▶ Material for this exercise
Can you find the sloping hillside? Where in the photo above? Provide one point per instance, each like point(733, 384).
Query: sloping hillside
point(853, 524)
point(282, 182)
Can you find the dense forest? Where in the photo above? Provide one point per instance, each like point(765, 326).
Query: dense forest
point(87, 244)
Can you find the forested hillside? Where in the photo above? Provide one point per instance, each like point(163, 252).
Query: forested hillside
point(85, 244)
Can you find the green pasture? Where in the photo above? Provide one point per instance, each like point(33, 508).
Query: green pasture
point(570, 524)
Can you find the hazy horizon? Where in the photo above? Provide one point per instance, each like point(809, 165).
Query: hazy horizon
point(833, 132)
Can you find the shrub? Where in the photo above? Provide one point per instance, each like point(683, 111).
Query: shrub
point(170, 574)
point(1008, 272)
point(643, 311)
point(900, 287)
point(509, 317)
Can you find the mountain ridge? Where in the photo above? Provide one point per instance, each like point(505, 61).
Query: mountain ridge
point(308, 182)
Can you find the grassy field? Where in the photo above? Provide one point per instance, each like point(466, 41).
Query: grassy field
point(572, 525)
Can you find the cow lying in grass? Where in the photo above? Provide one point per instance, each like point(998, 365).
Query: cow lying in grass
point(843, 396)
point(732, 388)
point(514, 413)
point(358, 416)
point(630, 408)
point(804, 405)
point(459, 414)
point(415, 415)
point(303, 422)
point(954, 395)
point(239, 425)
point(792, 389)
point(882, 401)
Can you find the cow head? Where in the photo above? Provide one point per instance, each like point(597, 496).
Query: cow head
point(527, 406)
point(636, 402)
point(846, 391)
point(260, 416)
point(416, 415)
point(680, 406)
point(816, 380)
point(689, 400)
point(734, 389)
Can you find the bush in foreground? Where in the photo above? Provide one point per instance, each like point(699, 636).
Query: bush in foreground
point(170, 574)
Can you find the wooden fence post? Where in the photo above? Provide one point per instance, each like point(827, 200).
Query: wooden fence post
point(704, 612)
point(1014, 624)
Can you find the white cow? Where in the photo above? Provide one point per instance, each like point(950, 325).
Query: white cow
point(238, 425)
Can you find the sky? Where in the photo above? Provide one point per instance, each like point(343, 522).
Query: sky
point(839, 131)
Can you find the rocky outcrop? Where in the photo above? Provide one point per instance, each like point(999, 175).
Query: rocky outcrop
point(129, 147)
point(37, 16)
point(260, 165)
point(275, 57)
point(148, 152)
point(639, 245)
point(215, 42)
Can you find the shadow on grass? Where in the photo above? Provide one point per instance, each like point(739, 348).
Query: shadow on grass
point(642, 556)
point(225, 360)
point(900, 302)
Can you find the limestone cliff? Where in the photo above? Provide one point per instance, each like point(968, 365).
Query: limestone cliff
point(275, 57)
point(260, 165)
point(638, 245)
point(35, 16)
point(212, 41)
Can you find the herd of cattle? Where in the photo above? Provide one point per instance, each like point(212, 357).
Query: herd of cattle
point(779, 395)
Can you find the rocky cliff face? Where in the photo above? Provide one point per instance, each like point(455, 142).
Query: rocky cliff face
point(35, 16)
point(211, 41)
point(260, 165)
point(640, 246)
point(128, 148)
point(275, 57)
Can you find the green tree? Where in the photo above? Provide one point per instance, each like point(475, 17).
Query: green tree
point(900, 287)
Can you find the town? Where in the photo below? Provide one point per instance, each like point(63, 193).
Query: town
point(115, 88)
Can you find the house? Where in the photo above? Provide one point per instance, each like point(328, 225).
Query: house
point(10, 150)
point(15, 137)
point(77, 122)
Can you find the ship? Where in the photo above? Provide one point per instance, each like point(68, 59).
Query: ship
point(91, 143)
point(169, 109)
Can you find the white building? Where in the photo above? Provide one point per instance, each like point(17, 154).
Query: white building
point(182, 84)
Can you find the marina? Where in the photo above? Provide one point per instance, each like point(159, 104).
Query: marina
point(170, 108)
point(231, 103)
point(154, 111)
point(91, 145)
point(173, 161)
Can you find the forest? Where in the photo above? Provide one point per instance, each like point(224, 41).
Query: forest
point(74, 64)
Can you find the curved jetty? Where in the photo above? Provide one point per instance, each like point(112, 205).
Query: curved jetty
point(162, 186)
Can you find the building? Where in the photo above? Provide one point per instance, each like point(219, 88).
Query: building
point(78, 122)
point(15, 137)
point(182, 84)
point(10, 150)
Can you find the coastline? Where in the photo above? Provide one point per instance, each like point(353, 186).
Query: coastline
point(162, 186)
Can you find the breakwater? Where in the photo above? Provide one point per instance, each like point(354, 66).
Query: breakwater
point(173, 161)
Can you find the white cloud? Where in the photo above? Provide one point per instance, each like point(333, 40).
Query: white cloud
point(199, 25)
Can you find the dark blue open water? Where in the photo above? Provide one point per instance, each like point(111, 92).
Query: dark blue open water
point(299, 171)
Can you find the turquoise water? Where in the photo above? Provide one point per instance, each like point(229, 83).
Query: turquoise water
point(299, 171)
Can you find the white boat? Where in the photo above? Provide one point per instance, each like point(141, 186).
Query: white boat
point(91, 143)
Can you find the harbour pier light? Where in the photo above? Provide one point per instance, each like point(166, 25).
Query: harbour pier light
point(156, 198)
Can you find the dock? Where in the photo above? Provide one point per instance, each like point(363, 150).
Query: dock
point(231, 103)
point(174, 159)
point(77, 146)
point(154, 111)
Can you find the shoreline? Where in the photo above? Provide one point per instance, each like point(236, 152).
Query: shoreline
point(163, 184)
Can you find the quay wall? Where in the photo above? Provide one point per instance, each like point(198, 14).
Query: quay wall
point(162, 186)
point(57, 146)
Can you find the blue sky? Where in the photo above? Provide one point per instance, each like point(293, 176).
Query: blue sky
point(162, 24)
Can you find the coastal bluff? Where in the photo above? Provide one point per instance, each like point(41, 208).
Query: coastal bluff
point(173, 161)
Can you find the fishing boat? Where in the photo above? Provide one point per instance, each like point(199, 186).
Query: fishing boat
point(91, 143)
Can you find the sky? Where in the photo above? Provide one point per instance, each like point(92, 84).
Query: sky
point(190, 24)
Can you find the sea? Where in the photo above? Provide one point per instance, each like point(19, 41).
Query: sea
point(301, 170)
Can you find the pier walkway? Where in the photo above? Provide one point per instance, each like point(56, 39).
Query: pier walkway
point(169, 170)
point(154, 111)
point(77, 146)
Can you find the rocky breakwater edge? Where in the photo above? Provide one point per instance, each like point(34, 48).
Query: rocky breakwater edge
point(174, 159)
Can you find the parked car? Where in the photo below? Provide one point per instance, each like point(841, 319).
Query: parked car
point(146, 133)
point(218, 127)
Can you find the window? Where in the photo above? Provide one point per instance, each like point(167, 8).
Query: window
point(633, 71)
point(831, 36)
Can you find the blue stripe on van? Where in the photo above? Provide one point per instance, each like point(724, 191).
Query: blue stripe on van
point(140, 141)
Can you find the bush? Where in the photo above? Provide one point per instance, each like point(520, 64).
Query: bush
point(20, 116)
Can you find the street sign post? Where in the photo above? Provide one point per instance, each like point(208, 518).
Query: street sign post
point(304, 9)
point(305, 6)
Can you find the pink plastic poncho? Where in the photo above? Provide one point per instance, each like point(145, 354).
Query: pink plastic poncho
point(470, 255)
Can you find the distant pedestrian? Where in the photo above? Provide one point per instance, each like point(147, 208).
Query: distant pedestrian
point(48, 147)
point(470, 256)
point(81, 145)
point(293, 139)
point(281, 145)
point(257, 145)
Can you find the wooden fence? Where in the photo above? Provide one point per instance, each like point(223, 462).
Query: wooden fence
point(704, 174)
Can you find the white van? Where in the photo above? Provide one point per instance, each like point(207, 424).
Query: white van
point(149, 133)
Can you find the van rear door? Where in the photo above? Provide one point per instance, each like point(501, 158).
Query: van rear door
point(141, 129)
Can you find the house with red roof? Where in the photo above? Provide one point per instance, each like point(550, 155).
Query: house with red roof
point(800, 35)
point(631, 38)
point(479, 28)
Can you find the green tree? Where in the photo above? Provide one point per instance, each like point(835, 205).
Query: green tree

▶ Directions
Exactly as written, give the line containing "Can you find the van" and all remaining lines of the records.

▶ Solution for this task
Can you find the van rear door? Where in the photo above? Provide one point per instance, each like point(501, 158).
Query: van rear door
point(141, 129)
Can you find the house with red roof? Where in the photo above? Provide one point per instance, each like point(550, 155).
Query: house with red roof
point(800, 35)
point(631, 38)
point(479, 28)
Can you find the green tree? Where in the photo above? Provide one point per instance, each like point(835, 205).
Query: green tree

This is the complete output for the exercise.